--- begin Data to use ---

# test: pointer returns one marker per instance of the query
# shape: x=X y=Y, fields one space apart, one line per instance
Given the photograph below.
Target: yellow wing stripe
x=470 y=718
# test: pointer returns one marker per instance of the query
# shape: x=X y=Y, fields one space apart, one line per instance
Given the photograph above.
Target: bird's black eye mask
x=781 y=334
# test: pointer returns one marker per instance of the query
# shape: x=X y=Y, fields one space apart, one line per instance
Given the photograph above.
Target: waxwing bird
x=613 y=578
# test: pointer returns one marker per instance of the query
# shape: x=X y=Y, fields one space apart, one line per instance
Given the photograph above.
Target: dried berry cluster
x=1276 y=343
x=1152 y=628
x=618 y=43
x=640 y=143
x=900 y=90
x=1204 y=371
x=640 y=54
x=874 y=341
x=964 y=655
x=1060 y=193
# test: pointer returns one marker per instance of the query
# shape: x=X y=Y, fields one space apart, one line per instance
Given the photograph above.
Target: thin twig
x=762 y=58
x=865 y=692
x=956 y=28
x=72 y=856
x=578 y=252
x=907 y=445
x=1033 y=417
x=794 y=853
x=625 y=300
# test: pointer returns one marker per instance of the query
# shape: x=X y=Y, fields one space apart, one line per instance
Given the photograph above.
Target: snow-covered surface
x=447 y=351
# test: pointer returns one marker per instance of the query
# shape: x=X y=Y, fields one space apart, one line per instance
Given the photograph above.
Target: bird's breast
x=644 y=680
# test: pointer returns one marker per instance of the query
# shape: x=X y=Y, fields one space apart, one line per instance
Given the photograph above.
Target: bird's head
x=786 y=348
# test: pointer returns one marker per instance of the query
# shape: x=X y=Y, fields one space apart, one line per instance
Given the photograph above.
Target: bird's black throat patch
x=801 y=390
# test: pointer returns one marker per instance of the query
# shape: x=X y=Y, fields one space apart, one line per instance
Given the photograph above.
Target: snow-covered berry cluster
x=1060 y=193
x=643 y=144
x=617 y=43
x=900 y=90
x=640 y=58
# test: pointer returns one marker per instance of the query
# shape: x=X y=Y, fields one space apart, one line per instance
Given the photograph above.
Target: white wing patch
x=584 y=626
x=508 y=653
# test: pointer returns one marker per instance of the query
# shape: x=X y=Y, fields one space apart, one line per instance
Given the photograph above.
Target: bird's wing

--- end Data to use ---

◆ Goal
Please update the items above by replacing every "Target" with "Label" and leaving everything else unchanged.

◆ Task solution
# test: pointer returns one marker per instance of the query
# shape: x=X y=Y, fields one space apart, one line per instance
Given the photograph below.
Label: yellow wing stripe
x=470 y=718
# test: pointer returns one marker per instance of the query
# shape: x=X y=Y, fields one space apart, one line per instance
Given the photograph above.
Label: bird's black eye mask
x=781 y=334
# test: pointer returns one marker per instance of the query
# shape: x=X y=Y, fields one space apart, one line per instance
Given the photograph above.
Label: waxwing bird
x=613 y=578
# test: pointer returns one marker per instance of the query
# shape: x=X y=Y, fields one space apart, one line per instance
Given the photograph above.
Label: dried berry cluster
x=1276 y=343
x=1152 y=628
x=618 y=43
x=640 y=143
x=900 y=90
x=1204 y=371
x=640 y=54
x=874 y=341
x=964 y=655
x=1060 y=193
# test: pointer returns one marker per instance of the query
# shape: x=X y=Y, fields one space apart, one line per instance
Given the photograph above.
Label: thin twig
x=762 y=58
x=865 y=692
x=956 y=28
x=72 y=856
x=578 y=252
x=907 y=445
x=1033 y=417
x=794 y=853
x=625 y=300
# test: pointer returns one marker per instance of the query
# shape: x=X y=Y, fields one space apart, one line per instance
Given the photograph above.
Label: snow-covered surface
x=447 y=351
# test: pointer returns one marker per instance of the query
# shape: x=X y=Y, fields one space apart, one line per instance
Given the photograph above.
Label: bird's breast
x=644 y=680
# test: pointer returns one marker per instance of the query
# shape: x=X y=Y, fields one space apart, one line per instance
Given the photograph above.
Label: bird's head
x=786 y=348
# test: pointer returns one marker per instance of the query
# shape: x=X y=Y, fields one space apart, one line per instance
Given the photograph above.
Label: bird's black throat patch
x=801 y=390
# test: pointer returns one marker per instance of the query
# shape: x=X y=Y, fields one space apart, one line per instance
Given the photograph above.
Label: snow-covered berry cluster
x=1060 y=193
x=643 y=144
x=617 y=43
x=900 y=90
x=640 y=58
# test: pointer returns one marker per instance of the query
# shape: x=X y=Y, fields one space apart, one line per instance
Given the photograph above.
Label: white wing patch
x=584 y=626
x=508 y=653
# test: pointer returns one marker per instance of the query
# shape: x=X y=Y, fields one space apart, one line per instance
Given the photograph above.
Label: bird's wing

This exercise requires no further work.